*** GIVEN ENTRIES ***

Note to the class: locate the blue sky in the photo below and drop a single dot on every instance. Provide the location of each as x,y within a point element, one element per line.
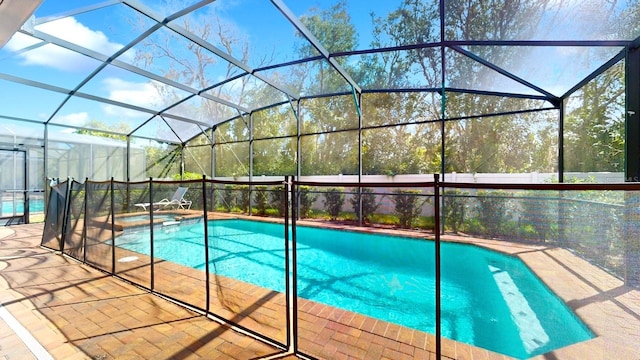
<point>270,37</point>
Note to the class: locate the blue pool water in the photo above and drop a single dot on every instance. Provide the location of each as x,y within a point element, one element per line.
<point>488,299</point>
<point>145,217</point>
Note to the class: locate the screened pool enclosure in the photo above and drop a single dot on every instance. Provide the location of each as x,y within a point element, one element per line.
<point>337,113</point>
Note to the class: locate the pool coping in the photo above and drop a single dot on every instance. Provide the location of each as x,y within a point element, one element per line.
<point>608,307</point>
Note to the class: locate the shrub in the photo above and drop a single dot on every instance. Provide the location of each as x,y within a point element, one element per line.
<point>538,212</point>
<point>407,206</point>
<point>261,199</point>
<point>494,211</point>
<point>454,208</point>
<point>277,199</point>
<point>243,197</point>
<point>333,201</point>
<point>369,204</point>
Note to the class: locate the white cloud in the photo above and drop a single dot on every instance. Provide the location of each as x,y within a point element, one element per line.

*** End of GIVEN ENTRIES ***

* EXERCISE OBJECTIVE
Reproduce every line above exactly as written, omitting the images.

* RESPONSE
Note to the class: locate the blue sky in the photo below and drop a single dot on every instance. Provide the location of each as x,y within a point element, one element per line.
<point>270,37</point>
Note to the class: locate the blue pool water in the photo above and drop a single dot on every instance. Provide the location of each as x,y within a point element, one element per line.
<point>488,299</point>
<point>145,217</point>
Note to the class: locate the screened pool enclosure in the photo above and drop a single dot on every instance. Provide the location of each as x,y within a point element, one element per line.
<point>337,113</point>
Note to the class: locate the pool coping in the photo above and drop a single dot on every instance. Provide the location of each as x,y within a point element, one element per line.
<point>608,307</point>
Note to the class: locate the shrub in the photo above and drop a single dot on every instance. Provide the location of each as x,y within a point element, one element per line.
<point>538,212</point>
<point>407,206</point>
<point>261,199</point>
<point>494,211</point>
<point>454,208</point>
<point>277,199</point>
<point>243,197</point>
<point>333,201</point>
<point>369,204</point>
Note to the class: locate the white cloud in the photo above and drop a single dot on every instance. Provide the location of each as x,y within a point element, one element per line.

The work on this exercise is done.